What is needed = Copy everything in the Crohn's disease abstract below from "Treatment of active" down to "Murphy, M. S.", swapping "children" for "adolescents" wherever it occurs.

Excerpt =

Treatment of active Crohn's disease in children using partial enteral nutrition with liquid formula: a randomised controlled trial

Johnson, T.; Macdonald, S.; Hill, S. M.; Thomas, A.; Murphy, M. S.
March 2006
Gut;Mar2006, Vol. 55 Issue 3, p356
Academic Journal
Background and aims: Total enteral nutrition (TEN) with a liquid formula can suppress gut inflammation and induce remission in active Crohn's disease. The mechanism is obscure. Studies have suggested that long term nutritional supplementation with a liquid formula (partial enteral nutrition (PEN)) may also suppress inflammation and prevent relapse. The aim of this study was to compare PEN with conventional TEN in active Crohn's disease. Patients and methods: Fifty children with a paediatric Crohn's disease activity index (PCDAI) >20 were randomly assigned to receive 50% (PEN) or 100% (TEN) of their energy requirement as elemental formula for six weeks. The PEN group was encouraged to eat an unrestricted diet while those receiving TEN were not allowed to eat. The primary outcome was achievement of remission (PCDAI < 10). Secondary analyses of changes in erythrocyte sedimentation rate (ESR), C reactive protein, albumin, and platelets were performed to look for evidence of anti-inflammatory effects. Results: Remission rate with PEN was lower than with TEN (15% v 42%; p = 0.035). Although PCDAI fell in both groups (p = 0.001 for both), the reduction was greater with TEN (p = 0.005). Moreover, the fall in PCDAI with PEN was due to symptomatic and nutritional benefits. With both treatments there were significant improvements in relation to abdominal pain, ‘sense of wellbeing’, and nutritional status. However, only TEN led to a reduction in diarrhoea (p = 0.02), an increase in haemoglobin and albumin, and a fall in platelets and ESR. Conclusions: TEN suppresses inflammation in active Crohn's disease but PEN does not. This suggests that long term nutritional supplementation, although beneficial to some patients, is unlikely to suppress inflammation and so prevent disease relapse.

Dataset records =

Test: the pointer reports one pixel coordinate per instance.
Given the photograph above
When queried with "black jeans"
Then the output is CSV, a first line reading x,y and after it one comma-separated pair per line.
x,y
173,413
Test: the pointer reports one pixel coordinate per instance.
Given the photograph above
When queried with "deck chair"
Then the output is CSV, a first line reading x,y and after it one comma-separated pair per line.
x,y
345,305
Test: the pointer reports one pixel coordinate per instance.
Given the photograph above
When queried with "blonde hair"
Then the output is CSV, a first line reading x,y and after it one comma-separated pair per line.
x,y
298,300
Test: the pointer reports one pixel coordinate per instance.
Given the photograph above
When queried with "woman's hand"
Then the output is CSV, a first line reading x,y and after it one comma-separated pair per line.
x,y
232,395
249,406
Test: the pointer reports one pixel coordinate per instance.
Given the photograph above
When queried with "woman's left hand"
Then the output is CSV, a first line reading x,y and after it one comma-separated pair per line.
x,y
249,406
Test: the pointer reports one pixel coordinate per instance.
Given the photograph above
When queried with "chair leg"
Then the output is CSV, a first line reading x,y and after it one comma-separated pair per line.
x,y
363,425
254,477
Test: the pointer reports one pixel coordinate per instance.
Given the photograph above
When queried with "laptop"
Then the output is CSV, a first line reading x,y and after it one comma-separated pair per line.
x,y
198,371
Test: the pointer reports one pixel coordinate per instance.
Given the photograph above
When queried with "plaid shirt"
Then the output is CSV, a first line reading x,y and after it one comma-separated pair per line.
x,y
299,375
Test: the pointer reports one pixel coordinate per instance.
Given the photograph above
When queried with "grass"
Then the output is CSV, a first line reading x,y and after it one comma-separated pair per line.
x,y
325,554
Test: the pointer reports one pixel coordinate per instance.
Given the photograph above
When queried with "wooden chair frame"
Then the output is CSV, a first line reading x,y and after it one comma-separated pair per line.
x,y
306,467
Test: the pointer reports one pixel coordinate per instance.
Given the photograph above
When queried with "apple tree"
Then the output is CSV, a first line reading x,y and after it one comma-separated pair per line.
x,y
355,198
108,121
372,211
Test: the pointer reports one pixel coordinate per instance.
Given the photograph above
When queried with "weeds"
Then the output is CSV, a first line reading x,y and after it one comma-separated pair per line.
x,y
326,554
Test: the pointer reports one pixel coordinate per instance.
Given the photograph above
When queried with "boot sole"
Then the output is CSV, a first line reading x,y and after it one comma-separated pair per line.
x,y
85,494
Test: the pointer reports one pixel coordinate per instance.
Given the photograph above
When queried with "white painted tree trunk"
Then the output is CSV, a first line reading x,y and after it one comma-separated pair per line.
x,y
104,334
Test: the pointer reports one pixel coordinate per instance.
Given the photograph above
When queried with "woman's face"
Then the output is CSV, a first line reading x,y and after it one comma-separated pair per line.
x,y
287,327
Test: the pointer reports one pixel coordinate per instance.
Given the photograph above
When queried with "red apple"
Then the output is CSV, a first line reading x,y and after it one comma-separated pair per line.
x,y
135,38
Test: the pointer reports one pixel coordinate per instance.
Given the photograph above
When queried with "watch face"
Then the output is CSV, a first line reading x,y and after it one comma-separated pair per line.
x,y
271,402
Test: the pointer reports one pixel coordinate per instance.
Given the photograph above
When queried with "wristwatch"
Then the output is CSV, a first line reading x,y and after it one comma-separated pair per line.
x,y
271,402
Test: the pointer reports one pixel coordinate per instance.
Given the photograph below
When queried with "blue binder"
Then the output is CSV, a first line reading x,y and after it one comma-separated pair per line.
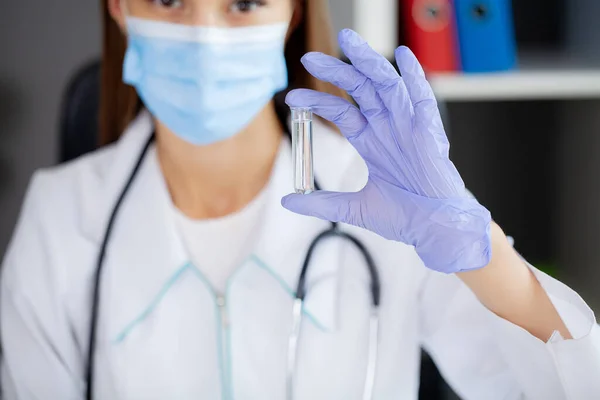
x,y
486,35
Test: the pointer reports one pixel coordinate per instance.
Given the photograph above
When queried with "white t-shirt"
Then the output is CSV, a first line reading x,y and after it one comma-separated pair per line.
x,y
217,247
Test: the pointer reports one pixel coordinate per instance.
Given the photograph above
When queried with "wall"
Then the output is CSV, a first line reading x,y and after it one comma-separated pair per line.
x,y
42,43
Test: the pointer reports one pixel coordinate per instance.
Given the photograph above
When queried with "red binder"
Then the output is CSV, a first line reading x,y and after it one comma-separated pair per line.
x,y
431,33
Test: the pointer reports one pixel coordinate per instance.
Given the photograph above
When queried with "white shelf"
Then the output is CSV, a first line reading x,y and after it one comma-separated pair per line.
x,y
541,76
518,85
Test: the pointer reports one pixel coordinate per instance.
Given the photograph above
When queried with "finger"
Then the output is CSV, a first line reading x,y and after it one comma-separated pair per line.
x,y
419,89
423,100
386,80
341,112
346,77
329,206
370,63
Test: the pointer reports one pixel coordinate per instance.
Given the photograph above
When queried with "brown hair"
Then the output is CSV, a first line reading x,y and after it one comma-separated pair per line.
x,y
119,102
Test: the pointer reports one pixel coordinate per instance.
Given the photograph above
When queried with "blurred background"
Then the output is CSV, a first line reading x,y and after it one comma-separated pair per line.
x,y
526,141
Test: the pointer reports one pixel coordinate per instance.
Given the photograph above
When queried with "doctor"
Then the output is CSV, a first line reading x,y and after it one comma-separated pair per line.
x,y
163,266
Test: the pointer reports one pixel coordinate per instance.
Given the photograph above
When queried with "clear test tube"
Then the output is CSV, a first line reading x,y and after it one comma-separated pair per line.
x,y
302,150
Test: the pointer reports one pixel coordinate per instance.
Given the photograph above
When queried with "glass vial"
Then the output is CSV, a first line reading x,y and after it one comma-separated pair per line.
x,y
302,150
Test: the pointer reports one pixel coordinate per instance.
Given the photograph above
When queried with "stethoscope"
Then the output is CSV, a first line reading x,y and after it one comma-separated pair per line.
x,y
332,231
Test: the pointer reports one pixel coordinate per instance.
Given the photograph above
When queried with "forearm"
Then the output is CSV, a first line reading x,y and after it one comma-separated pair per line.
x,y
508,288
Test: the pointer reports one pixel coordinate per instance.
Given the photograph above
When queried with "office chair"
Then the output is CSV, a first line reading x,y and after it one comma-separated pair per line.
x,y
79,113
79,135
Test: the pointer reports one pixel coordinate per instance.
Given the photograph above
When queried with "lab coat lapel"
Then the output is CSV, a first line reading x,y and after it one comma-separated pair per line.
x,y
145,252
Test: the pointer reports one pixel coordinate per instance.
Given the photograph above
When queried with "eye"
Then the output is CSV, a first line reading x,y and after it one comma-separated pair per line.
x,y
245,6
168,3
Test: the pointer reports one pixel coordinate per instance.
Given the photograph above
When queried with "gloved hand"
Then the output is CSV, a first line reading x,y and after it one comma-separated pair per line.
x,y
414,193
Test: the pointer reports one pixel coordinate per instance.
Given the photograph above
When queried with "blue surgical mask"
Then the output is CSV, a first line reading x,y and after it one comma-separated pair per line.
x,y
205,83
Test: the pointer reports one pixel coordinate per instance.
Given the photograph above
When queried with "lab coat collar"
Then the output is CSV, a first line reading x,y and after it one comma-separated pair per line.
x,y
145,251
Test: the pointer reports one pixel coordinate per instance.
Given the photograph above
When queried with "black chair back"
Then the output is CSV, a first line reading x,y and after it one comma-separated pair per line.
x,y
79,114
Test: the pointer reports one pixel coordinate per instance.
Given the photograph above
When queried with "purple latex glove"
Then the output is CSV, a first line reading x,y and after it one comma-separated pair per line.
x,y
414,193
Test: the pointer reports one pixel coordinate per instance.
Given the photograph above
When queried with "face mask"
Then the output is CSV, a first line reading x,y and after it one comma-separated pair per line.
x,y
205,83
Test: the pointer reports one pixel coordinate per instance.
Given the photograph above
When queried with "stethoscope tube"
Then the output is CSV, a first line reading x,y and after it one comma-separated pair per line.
x,y
298,305
89,376
300,295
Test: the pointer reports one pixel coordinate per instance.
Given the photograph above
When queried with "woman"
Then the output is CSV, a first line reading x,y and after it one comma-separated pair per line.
x,y
197,262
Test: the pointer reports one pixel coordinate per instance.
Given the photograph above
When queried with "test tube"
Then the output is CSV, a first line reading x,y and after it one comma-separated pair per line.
x,y
302,150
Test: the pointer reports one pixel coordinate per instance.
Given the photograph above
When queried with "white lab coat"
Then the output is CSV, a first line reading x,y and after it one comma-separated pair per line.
x,y
162,335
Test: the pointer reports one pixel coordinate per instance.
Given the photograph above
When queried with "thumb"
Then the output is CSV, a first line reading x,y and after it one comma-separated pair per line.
x,y
330,206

Answer area =
Treatment of active Crohn's disease in adolescents using partial enteral nutrition with liquid formula: a randomised controlled trial

Johnson, T.; Macdonald, S.; Hill, S. M.; Thomas, A.; Murphy, M. S.